Set exercise:
Can you copy out every line from the one containing "For every instance of the backpack" through the end of the rows, both ends included and requests kept as they are, but with each x,y coordinate in the answers multiplied by 1.75 and rounded to a whole number, halves rounded up?

Stored data entries:
[Begin]
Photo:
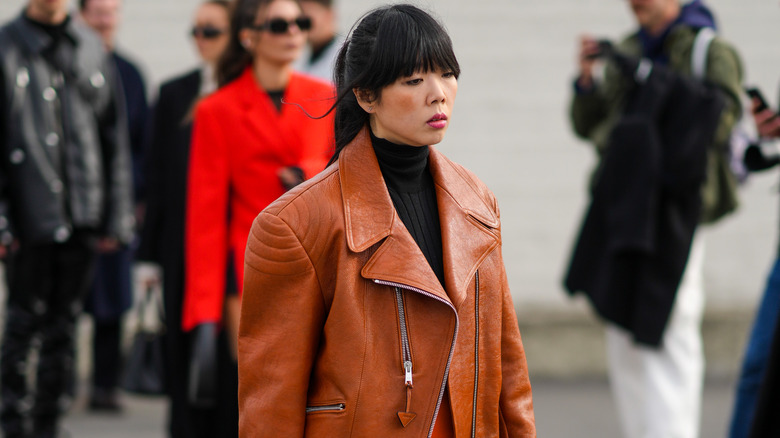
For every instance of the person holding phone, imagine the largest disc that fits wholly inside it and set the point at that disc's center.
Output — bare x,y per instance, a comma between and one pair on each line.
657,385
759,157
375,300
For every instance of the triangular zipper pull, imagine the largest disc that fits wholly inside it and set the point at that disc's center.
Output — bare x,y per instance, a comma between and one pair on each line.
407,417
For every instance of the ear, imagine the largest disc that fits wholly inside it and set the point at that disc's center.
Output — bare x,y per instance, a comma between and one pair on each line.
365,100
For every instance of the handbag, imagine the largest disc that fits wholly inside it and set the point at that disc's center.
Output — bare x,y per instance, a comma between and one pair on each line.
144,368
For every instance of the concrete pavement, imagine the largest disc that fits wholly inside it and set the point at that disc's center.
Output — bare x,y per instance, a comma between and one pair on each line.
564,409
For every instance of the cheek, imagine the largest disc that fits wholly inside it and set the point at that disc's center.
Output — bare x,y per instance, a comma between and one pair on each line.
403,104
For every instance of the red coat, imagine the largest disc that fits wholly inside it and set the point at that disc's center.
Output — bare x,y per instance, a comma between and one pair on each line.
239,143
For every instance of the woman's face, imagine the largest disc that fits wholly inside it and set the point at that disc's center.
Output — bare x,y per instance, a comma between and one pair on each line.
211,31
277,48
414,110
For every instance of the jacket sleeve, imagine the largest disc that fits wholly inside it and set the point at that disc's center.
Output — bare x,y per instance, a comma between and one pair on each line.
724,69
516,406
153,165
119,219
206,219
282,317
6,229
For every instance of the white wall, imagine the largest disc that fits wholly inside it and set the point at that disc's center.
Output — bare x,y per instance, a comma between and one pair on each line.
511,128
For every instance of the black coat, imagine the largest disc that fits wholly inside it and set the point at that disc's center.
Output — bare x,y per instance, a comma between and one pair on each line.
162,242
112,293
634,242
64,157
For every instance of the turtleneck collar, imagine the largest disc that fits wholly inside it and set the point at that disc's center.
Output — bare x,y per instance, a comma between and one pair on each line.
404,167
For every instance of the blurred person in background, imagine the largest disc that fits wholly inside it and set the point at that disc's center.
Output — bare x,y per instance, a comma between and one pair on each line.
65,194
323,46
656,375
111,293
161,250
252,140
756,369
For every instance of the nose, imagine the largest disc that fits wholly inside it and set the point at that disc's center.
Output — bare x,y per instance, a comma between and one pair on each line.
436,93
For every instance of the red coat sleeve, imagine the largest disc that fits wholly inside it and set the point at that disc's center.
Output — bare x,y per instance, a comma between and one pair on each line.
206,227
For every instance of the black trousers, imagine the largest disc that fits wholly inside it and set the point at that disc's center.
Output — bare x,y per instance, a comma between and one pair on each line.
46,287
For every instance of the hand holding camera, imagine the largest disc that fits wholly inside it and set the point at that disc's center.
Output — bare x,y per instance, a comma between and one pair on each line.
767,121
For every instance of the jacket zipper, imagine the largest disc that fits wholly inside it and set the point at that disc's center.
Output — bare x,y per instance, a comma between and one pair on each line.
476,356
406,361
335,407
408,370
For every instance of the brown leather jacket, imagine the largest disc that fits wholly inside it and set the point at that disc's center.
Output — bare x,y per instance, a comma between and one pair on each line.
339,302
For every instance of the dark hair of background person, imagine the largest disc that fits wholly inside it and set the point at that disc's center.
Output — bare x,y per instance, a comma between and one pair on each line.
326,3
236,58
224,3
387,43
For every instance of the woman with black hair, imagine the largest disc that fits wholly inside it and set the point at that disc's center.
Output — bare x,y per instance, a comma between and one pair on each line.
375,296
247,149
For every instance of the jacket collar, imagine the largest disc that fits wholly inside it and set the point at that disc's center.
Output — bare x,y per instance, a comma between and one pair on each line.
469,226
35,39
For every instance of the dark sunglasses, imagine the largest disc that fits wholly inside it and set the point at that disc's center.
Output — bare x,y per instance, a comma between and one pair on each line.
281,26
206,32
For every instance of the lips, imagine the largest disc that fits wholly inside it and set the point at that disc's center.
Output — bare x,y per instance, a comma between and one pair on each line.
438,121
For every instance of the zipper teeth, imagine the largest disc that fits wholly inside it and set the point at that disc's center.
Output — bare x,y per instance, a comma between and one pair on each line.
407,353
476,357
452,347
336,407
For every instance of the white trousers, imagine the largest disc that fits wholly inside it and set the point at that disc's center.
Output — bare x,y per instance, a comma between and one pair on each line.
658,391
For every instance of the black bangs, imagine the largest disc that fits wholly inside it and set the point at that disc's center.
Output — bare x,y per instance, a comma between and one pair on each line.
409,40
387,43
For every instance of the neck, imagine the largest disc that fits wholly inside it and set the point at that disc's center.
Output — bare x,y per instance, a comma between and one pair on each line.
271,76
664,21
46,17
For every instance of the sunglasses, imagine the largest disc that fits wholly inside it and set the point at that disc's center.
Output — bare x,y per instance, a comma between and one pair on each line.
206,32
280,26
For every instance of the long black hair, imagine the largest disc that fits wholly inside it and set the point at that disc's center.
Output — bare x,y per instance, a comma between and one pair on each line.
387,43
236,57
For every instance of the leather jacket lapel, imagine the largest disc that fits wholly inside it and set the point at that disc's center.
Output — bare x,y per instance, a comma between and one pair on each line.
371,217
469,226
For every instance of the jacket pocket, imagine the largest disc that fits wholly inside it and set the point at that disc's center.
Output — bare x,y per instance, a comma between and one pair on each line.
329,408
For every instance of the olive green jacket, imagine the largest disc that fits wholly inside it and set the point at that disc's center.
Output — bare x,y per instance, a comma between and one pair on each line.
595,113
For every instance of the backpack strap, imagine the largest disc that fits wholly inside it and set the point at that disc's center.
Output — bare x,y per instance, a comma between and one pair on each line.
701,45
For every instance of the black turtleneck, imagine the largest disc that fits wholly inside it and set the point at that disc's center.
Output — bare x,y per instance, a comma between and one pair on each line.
[End]
Task answer:
For every instance of the backpack strap, imagine the largest disc that fits wholly inside it and set the point at that disc's center.
Output — bare x,y per instance, a comma between and one pair on each line.
1227,79
For every instance of the black turtleneck, imagine the largest disc that fits wholly inside it and set the point at that disc's center.
Output — bare x,y per instance, a comma between and one pair on each line.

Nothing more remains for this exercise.